§ **Task requirements**:
a: Answer these questions using the essay on artificial intelligence and abortion:
(i) According to the essay, if we start with matter, what level can we not rise to?
(ii) Why does the writer decline to spend more time explaining the difference between starting from spirit and starting from matter?
(iii) What three things make up the robot the essay asks us to suppose?
b: Repeat everything in the essay on artificial intelligence and abortion from "Matter vs Spirit" down to "level of spirit.".
c: Go on with the essay on artificial intelligence and abortion, picking up after its last sentence.

§ **Given passage**:
# # # # # # #

Artificial Intelligence and Abortion

Matter vs Spirit

If we start from a man’s character, his spiritual properties, we can understand and even anticipate his mental and physical behavior. If we start from a man’s physical characteristics – what a man looks like, what his body is made of, what his eyesight is like – all that can never determine how he behaves, whether he be generous or greedy, hard-working or lazy, kind of cruel. If we start with spirit, we can descend into mind and matter; if we start with matter, we cannot rise to the level of spirit.

I am not going to spend more time explaining this, as I have already written a post about it. Instead, I would like to point out a couple of implications of this state of affairs and how it frames topics we might think there cannot be an answer to.

What do artificial intelligence and abortion have in common? Discussions of both rely on the idea that something physical can ‘grow into’ something mental or physical, that mental and spiritual properties vaguely emerge from physical matter at some point in development. And this is just what I wish to say is not so.

Artificial Intelligence

Suppose there is a robot. That is, suppose there is a collection of metal, plastic, and electricity that has been so arranged as to react in certain ways to certain stimuli. Suppose it has been so arranged as to react in very complicated ways to a great variety of stimuli, enough so that it may appear to think and act no differently than a human being. Is there any possibility that such a creation might gain a mind or spirit of its own?

# # # # # # #

§ **Material**:
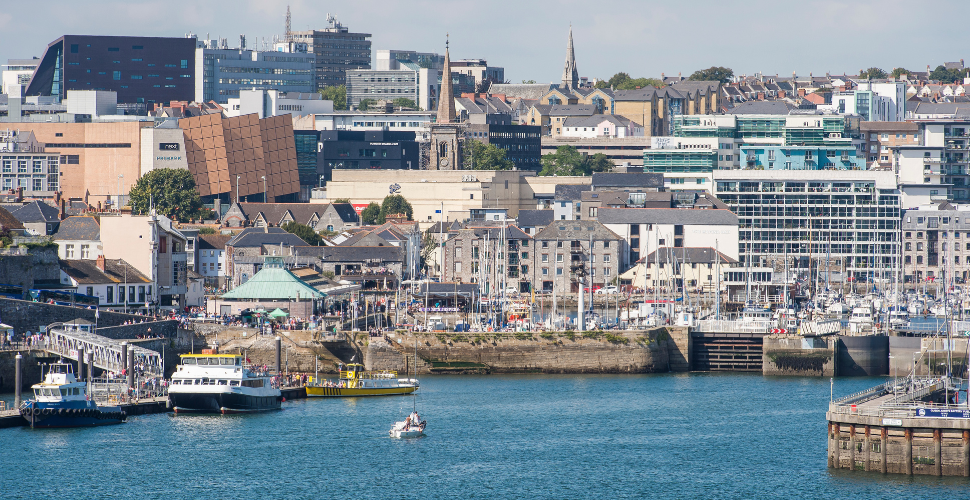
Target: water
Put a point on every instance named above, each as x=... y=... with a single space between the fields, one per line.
x=569 y=436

# # # # # # #

§ **The replies**:
a:
(i) The level of spirit.
(ii) The writer has already written a post about it.
(iii) Metal, plastic, and electricity.

b:
Matter vs Spirit

If we start from a man’s character, his spiritual properties, we can understand and even anticipate his mental and physical behavior. If we start from a man’s physical characteristics – what a man looks like, what his body is made of, what his eyesight is like – all that can never determine how he behaves, whether he be generous or greedy, hard-working or lazy, kind of cruel. If we start with spirit, we can descend into mind and matter; if we start with matter, we cannot rise to the level of spirit.

c:
No. Short of some outside supernatural intervention, there is not. Because you cannot start with something that is only physical, with only physical inputs and outputs, and hope that something mental or spiritual will just kind of emerge from it someday. You cannot create will. Will can only be inherited. And the same goes for life; we may manipulate and move it, and we may co-opt the normal course of reproduction to steer it, but we cannot create it. It is not a create-able thing. Even God, we are told, did not make human life; he breathed life into Adam, and it is that ever-new breath of life which still pulses in us today.

I’m sorry to say there will not be any cool sci-fi droids and androids in the future. There are many awesome things I believe in, but this is not one of them. Technocrats, though they sometimes forget this fact, are not actually gods; they cannot create life any more than Dr. Frankenstein should have been able to. And in the end, I’m pretty sure that’s a good thing; that’s a frightening amount of power right there.

Abortion

The idea that a mind and spirit cannot emerge out of a purely physical entity actually simplifies the question of abortion quite a bit. Because the entire argument for abortion consists in insisting that the fetus is not yet a person, that it does not yet possess the spiritual and mental attributes that make it a person and will not possess them until x point in its development.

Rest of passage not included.